>> begin Exercise inputs
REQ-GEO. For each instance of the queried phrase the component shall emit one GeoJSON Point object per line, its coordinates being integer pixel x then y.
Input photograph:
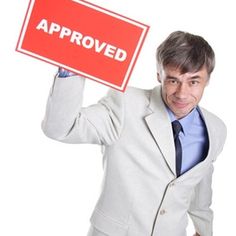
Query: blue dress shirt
{"type": "Point", "coordinates": [194, 139]}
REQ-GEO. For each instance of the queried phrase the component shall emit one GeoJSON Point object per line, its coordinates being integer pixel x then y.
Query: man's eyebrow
{"type": "Point", "coordinates": [171, 77]}
{"type": "Point", "coordinates": [195, 77]}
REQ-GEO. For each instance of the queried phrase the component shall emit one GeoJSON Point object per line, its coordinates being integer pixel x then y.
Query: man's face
{"type": "Point", "coordinates": [182, 92]}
>> end Exercise inputs
* [Description of the task]: Render every line of the records above as a JSON list of strings, one string per line, with blank lines skipped and the pictures left out.

* [Worked solution]:
[
  "REQ-GEO. For each instance of the queried phrase the component shall emit one GeoJSON Point object per line, its coordinates being integer pixel x then y.",
  "Input photograph:",
  "Query: blue dress shirt",
  "{\"type\": \"Point\", \"coordinates\": [194, 139]}",
  "REQ-GEO. For each instance of the queried phrase the component shall emit one GeoJSON Point object per line, its coordinates being integer pixel x then y.",
  "Query: man's eyebrow",
  "{\"type\": \"Point\", \"coordinates\": [171, 77]}",
  "{\"type\": \"Point\", \"coordinates\": [195, 77]}",
  "REQ-GEO. For each instance of the queried phrase the component shall emit one GeoJSON Point object per line, its coordinates being integer pixel x then y.",
  "Query: man's face",
  "{\"type\": \"Point\", \"coordinates\": [182, 92]}"
]